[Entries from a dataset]
#####
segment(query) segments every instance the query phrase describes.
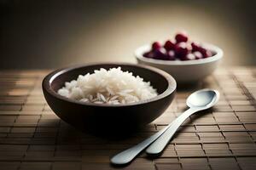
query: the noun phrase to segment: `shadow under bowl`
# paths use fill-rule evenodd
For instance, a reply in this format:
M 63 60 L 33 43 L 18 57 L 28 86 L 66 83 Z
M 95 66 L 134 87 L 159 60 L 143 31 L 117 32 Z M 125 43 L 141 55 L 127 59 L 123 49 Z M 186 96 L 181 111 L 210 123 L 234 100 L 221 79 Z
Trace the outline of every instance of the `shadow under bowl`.
M 93 73 L 100 68 L 120 66 L 145 82 L 150 82 L 159 95 L 154 98 L 125 105 L 92 104 L 73 100 L 57 94 L 66 82 L 79 75 Z M 90 64 L 55 71 L 42 83 L 44 98 L 53 111 L 64 122 L 81 130 L 119 132 L 134 129 L 160 116 L 172 101 L 176 81 L 166 72 L 150 66 L 125 63 Z

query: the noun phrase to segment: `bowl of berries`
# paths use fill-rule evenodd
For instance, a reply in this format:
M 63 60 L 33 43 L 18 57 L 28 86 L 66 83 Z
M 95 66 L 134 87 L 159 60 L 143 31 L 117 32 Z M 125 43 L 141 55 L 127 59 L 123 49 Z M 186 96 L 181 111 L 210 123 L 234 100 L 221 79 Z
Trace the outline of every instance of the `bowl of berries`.
M 198 43 L 184 32 L 177 33 L 174 40 L 154 42 L 135 51 L 139 64 L 166 71 L 177 82 L 196 82 L 217 68 L 223 50 L 210 43 Z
#####
• What you are asked to do
Return every line of the records exactly as it appears, with the pictures left out.

• Worked solution
segment(query) segments every instance the query phrase describes.
query: the noun phrase to segment: `shadow under bowl`
# paths use fill-rule evenodd
For instance, a reply in this format:
M 63 60 L 33 43 L 18 57 L 28 86 L 66 83 Z
M 95 66 L 134 87 L 159 60 L 143 31 L 117 32 Z M 125 43 L 141 55 L 127 59 L 123 49 Z M 186 96 L 181 111 L 210 123 L 234 100 L 221 79 Z
Trace the outline of every instance of the `shadow under bowl`.
M 93 73 L 100 68 L 120 66 L 145 82 L 150 82 L 159 95 L 154 98 L 125 105 L 92 104 L 73 100 L 57 94 L 66 82 L 79 75 Z M 90 64 L 55 71 L 42 83 L 44 98 L 53 111 L 64 122 L 81 130 L 119 132 L 134 129 L 160 116 L 172 101 L 176 81 L 166 72 L 150 66 L 125 63 Z

query: the noun phrase to segment: `bowl of berries`
# paths use fill-rule evenodd
For instance, a reply in this format:
M 63 60 L 33 43 L 18 57 L 28 86 L 66 83 Z
M 95 66 L 134 87 L 159 60 L 143 31 L 117 32 Z M 125 43 L 141 55 L 127 59 L 123 49 Z M 186 96 L 181 111 L 210 123 L 234 100 L 221 79 Z
Trace the outline of every instance of the `bowl of berries`.
M 198 43 L 184 32 L 177 33 L 174 40 L 154 42 L 135 51 L 139 64 L 166 71 L 177 82 L 196 82 L 217 68 L 223 50 L 210 43 Z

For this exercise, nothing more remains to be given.